[Point localization data]
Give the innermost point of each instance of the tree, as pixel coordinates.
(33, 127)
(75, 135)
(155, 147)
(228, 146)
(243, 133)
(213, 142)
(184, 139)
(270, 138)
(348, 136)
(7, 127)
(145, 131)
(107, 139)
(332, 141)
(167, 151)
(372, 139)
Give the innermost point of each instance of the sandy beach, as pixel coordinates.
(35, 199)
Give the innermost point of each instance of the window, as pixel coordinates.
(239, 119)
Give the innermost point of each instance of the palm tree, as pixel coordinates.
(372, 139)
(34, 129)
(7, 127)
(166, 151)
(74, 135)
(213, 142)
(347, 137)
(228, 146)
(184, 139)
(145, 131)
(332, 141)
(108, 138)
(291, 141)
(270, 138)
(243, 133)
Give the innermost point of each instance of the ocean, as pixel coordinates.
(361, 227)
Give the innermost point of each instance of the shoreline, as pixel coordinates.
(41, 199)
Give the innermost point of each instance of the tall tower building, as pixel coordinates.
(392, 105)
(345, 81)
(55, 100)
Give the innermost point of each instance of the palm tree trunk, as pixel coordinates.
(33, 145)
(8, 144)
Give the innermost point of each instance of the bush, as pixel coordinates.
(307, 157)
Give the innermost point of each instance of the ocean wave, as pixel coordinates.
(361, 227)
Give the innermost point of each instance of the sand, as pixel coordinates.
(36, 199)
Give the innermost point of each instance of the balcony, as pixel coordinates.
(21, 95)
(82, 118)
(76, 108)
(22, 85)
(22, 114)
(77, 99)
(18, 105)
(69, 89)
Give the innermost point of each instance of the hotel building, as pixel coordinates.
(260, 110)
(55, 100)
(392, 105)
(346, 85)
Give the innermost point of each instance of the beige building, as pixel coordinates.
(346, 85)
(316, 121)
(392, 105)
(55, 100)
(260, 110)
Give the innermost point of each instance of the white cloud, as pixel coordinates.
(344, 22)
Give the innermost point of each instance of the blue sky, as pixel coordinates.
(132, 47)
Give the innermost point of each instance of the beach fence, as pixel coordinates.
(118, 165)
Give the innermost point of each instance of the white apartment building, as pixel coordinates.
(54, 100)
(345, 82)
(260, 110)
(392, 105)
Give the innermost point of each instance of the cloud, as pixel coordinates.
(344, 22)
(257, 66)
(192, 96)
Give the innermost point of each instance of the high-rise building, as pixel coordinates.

Your assignment: Print every entry exactly as it appears.

Written answer:
Give the innermost point of each instance of the tree, as pixel coordinates.
(33, 127)
(75, 135)
(155, 147)
(228, 146)
(243, 133)
(213, 142)
(184, 139)
(270, 138)
(348, 136)
(7, 127)
(145, 131)
(107, 139)
(332, 141)
(167, 151)
(372, 139)
Give the innermost point of each instance of the sandy beach, as pixel coordinates.
(35, 199)
Give the innermost point of each instance of the window, as pixel coordinates.
(239, 119)
Give the innermost point of each instance of the palm tree, as pixel coordinates.
(372, 139)
(34, 129)
(7, 127)
(166, 151)
(74, 135)
(213, 142)
(347, 137)
(228, 146)
(184, 139)
(145, 131)
(332, 141)
(108, 138)
(291, 141)
(270, 138)
(243, 133)
Give the innermost point of each instance of the ocean, as pixel coordinates.
(361, 227)
Give the innermost point of each instance of the shoreline, as pixel coordinates.
(41, 199)
Give the innermost point of each instance of the tall tower building, as pixel coordinates.
(392, 105)
(345, 81)
(55, 100)
Give the innermost point of each instance of the palm tree trunk, as pixel coordinates.
(33, 145)
(8, 144)
Give the innermost point of each instance of the bush, as pixel coordinates.
(307, 157)
Give the innermost point of each instance of the ocean wave, as pixel coordinates.
(361, 227)
Give the innermost point of each instance of the sand, as pixel coordinates.
(36, 199)
Give the innermost point of each instance of the balcony, as pixel coordinates.
(21, 95)
(82, 118)
(76, 108)
(22, 85)
(22, 114)
(77, 99)
(18, 105)
(69, 89)
Give the innermost point of each instance of the hotel building, as pixel coordinates.
(260, 110)
(55, 100)
(392, 105)
(346, 85)
Give the innermost point of each instance of the beige building, as pixel coordinates.
(346, 85)
(316, 121)
(392, 105)
(55, 100)
(260, 110)
Give the innermost point of each instance of the white cloud, as pixel coordinates.
(344, 22)
Give the innermost point of each instance of the blue sky, as pixel coordinates.
(132, 47)
Give the innermost point of each instance of the beach fence, as pixel coordinates.
(118, 165)
Give the innermost point of each instance of the white apartment building, as pixel coordinates.
(54, 100)
(345, 82)
(260, 110)
(392, 105)
Give the innermost point of each instance of the cloud, as pixel coordinates.
(344, 22)
(257, 66)
(192, 96)
Give the innermost point of each instance of the high-rise building, as pixel coordinates.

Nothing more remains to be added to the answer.